* [DOCUMENT EXCERPT]
A Curious Invitation present London Month of the Dead
psychoanalysing death
PSYCHOANALYSING DEATH
Jung's Descent into the Underworld with Gary Lachman

Sunday 30th October 2022 at 3:30 pm

Arrival instructions - please note the internet gives the incorrect address for Guy's Hospital Chapel. It is in the old hospital courtyard on St Thomas Street SE1. If you are coming from London Bridge station, please take the Guy's Hospital exit. You will see the new hospital straight ahead of you. Please turn right and a little further down you will find the courtyard. It is roughly opposite The Shard.

Throughout his long career the psychologist C G Jung had a peculiar fascination with the dead. As a boy he was mesmerised by corpses left behind by a flood and as a young man he observed his father, almost clinically, in his last moments of life. Jung's mother held seances at which her dead father would speak and Jung himself had dreams of his parents' death at the moment of their passing.

During his "descent into the underworld” - the psychic upheaval following his break with Freud - Jung was visited by the souls of the dead, to whom he proclaimed his strange work, The Seven Sermons to the Dead.

But perhaps strangest of all was the Near Death Experience Jung underwent in 1944 after suffering a heart attack. He found himself floating above the planet at the entrance to a candle-lit Hindu temple and was about to enter when his doctor, in his archetypal form as Asclepius, the god of medicine, brought him back to earth. His doctor soon died, a sacrifice, Jung believed, for his own life.

Gary Lachman’s talk will look at Jung's preoccupation with the dead and why he believed that "What happens after death is so unspeakably glorious that our imagination does not suffice to form even an approximate conception of it.”

Tickets £12 including a delightful gin cocktail and a 20% donation to the King's Chaplaincy Trust.

Gary Lachman
Gary Lachman, also known as Gary Valentine, is an American writer and musician. He came to prominence in the mid-1970s as the bass guitarist for the punk rock/new wave band Blondie. He is now a full time writer and the author of twenty-one books on topics ranging from the evolution of consciousness to literary suicides, popular culture and the history of the occult.

* [PROVIDED RECORDS]
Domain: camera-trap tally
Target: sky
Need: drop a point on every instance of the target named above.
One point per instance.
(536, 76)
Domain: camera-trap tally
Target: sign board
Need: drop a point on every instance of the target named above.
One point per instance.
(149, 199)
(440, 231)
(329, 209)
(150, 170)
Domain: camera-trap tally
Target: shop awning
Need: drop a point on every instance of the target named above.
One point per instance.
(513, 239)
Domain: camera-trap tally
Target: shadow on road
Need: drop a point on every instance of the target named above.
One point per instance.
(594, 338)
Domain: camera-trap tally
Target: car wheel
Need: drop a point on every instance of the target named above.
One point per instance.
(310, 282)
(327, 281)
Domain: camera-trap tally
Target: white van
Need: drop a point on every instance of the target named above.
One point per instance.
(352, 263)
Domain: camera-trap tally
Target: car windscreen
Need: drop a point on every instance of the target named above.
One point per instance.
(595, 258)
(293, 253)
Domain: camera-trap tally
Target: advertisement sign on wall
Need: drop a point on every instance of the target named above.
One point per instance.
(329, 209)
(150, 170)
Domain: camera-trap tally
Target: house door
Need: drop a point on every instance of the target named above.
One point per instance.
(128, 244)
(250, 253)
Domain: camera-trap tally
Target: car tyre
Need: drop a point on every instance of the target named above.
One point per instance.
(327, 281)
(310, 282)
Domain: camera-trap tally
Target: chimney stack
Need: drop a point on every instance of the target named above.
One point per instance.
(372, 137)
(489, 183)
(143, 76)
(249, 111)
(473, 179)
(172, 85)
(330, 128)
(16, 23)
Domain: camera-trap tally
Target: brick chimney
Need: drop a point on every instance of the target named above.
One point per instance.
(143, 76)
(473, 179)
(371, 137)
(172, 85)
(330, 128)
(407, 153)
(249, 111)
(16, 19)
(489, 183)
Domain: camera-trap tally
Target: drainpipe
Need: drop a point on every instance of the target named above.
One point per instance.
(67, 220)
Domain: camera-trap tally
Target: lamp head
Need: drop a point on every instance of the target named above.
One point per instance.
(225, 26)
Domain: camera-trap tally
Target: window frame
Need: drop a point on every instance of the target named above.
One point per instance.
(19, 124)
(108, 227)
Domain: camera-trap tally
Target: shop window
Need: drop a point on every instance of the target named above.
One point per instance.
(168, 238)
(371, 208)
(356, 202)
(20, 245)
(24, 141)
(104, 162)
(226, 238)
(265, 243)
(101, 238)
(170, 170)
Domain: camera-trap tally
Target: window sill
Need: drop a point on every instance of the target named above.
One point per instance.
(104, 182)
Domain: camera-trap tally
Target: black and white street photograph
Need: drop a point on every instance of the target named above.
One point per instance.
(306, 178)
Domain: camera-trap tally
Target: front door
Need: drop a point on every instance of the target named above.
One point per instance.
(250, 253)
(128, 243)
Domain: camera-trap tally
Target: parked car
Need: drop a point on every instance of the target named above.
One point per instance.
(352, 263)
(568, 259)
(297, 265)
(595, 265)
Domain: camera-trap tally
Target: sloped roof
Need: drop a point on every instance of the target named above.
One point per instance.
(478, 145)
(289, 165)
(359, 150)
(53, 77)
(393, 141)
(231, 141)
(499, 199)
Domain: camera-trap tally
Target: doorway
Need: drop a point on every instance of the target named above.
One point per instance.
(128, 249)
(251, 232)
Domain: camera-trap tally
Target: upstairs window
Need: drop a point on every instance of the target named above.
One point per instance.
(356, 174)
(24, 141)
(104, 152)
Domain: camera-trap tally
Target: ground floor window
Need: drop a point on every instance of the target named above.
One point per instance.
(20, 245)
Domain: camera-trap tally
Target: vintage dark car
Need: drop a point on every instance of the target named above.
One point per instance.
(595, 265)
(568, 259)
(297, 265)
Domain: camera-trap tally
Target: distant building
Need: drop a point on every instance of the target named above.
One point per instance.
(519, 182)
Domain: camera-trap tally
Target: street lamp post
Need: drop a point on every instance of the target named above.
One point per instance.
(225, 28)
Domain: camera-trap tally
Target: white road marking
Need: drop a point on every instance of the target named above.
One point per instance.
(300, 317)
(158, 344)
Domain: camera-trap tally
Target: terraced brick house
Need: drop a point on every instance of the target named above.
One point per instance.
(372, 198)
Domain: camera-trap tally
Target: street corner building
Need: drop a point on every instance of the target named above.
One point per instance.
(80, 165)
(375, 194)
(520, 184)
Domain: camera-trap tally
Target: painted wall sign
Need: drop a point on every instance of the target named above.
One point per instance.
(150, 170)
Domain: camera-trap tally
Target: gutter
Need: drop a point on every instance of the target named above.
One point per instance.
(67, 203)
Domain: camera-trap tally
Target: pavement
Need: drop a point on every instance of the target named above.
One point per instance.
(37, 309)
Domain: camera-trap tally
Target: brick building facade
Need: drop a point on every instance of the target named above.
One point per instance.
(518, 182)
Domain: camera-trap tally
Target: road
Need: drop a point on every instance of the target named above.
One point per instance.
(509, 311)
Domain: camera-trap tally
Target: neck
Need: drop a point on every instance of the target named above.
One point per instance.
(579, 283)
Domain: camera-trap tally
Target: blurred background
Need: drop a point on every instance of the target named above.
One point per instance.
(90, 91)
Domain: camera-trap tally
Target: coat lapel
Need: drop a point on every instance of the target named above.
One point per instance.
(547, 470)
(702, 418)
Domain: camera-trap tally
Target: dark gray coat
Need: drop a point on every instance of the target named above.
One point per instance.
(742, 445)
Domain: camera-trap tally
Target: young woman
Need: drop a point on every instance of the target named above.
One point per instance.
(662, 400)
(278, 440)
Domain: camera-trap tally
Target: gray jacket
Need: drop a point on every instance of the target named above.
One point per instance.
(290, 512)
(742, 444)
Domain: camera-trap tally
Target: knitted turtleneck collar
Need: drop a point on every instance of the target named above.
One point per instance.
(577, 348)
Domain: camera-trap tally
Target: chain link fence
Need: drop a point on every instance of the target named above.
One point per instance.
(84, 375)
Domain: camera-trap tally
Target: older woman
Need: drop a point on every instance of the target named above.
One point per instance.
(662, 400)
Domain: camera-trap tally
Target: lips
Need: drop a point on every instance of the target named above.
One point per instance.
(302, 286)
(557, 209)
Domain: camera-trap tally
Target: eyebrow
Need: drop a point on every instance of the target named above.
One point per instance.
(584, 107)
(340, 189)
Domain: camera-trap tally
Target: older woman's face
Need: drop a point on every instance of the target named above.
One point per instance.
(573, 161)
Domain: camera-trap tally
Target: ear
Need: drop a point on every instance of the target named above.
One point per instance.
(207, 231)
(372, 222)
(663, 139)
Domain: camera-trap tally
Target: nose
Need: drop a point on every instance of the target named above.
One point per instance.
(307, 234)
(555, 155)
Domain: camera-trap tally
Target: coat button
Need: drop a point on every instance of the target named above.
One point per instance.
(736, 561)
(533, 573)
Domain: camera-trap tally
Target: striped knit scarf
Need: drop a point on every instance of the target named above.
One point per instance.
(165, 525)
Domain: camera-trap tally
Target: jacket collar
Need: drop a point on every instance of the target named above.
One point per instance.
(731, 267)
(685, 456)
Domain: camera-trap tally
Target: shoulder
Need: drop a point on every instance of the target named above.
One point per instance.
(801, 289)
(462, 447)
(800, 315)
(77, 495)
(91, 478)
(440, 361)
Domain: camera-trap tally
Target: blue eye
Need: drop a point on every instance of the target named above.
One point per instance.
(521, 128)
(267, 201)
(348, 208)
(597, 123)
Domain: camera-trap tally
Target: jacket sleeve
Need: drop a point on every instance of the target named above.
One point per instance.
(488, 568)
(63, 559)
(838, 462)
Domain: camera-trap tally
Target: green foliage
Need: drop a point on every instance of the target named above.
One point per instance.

* [APPLY WHAT YOU READ]
1. In the Jung talk listing, quote the stretch from "Throughout his long" through "to the Dead." word for word.
2. According to the Jung talk listing, what band did Gary Lachman play bass guitar for in the mid-1970s?
3. Condense the paragraph of the Jung talk listing that begins "Throughout his long career" into a short bulleted list.

* [ANSWERS]
1.
Throughout his long career the psychologist C G Jung had a peculiar fascination with the dead. As a boy he was mesmerised by corpses left behind by a flood and as a young man he observed his father, almost clinically, in his last moments of life. Jung's mother held seances at which her dead father would speak and Jung himself had dreams of his parents' death at the moment of their passing.

During his "descent into the underworld” - the psychic upheaval following his break with Freud - Jung was visited by the souls of the dead, to whom he proclaimed his strange work, The Seven Sermons to the Dead.

2. Blondie.

3.
- Jung had a lifelong fascination with the dead.
- As a boy, he was mesmerised by corpses left by a flood.
- As a young man, he watched his father's last moments almost clinically.
- His mother held seances where her dead father spoke.
- He dreamed of his parents' deaths at the moment they died.